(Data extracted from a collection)
*****

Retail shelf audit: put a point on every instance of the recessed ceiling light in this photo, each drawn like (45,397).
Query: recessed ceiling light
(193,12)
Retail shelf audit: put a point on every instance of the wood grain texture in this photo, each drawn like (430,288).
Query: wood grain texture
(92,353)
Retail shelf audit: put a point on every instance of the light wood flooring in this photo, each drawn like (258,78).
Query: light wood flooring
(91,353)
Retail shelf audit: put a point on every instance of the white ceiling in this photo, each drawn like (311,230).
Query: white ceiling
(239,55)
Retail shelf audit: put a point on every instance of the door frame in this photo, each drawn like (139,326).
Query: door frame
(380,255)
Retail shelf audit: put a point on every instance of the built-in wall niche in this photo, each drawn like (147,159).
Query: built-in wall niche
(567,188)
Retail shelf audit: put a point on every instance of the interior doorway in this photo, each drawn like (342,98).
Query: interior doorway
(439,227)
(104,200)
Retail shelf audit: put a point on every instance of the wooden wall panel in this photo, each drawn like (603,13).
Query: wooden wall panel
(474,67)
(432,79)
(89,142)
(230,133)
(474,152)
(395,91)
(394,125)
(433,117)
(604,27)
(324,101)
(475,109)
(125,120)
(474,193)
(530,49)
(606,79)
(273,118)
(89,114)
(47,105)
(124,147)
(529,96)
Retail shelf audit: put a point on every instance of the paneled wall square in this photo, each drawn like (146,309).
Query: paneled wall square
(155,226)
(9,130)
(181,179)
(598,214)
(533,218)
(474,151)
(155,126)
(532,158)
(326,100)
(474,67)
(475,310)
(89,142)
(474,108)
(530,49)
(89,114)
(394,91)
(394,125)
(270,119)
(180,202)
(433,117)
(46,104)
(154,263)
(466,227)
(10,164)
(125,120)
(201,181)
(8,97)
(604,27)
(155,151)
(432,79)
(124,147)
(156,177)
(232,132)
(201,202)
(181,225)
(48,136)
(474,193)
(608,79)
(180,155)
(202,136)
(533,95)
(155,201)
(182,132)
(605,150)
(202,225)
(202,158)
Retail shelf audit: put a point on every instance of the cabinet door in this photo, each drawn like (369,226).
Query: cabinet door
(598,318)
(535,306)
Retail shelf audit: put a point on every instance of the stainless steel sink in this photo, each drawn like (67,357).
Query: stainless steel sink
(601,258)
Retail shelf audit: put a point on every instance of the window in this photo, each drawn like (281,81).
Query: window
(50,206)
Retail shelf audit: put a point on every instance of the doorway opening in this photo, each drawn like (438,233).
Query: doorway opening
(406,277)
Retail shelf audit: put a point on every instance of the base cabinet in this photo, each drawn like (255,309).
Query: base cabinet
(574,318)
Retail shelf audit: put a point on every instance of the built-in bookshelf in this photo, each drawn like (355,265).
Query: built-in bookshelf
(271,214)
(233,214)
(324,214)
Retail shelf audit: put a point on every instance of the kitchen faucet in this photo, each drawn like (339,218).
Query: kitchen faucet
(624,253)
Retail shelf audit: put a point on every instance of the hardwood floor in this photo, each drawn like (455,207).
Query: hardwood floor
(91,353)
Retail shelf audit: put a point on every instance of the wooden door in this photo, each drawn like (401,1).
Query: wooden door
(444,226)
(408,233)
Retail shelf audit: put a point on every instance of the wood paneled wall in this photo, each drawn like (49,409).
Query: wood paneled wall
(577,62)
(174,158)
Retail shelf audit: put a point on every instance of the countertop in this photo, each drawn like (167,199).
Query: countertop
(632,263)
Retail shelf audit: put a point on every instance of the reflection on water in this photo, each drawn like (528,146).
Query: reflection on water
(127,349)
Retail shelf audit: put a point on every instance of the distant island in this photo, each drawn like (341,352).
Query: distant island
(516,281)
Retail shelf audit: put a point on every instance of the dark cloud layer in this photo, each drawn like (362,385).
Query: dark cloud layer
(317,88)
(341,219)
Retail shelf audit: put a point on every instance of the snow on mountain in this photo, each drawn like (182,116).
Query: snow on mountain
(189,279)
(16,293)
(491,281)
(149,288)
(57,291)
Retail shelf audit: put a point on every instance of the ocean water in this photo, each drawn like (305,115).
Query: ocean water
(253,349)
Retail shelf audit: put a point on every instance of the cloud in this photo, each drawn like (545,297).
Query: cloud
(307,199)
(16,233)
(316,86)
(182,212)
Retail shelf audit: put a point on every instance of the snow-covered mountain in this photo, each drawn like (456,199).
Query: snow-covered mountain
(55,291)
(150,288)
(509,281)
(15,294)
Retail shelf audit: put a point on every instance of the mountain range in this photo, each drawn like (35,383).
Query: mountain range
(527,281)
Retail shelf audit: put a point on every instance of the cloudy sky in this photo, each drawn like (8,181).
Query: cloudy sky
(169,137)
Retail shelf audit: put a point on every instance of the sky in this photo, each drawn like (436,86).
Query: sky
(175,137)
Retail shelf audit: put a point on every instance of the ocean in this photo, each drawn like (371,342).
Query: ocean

*****

## Task description
The "drawn like (436,86)." line through the last line above: set these down exactly and add nothing else.

## Completed task
Retail shelf audit: put a point on every instance of the sky in this photo, each drawn like (436,86).
Query: sky
(175,137)
Retail shelf audit: put a point on every instance of the ocean in this photo, each drawn like (371,342).
Query: ocean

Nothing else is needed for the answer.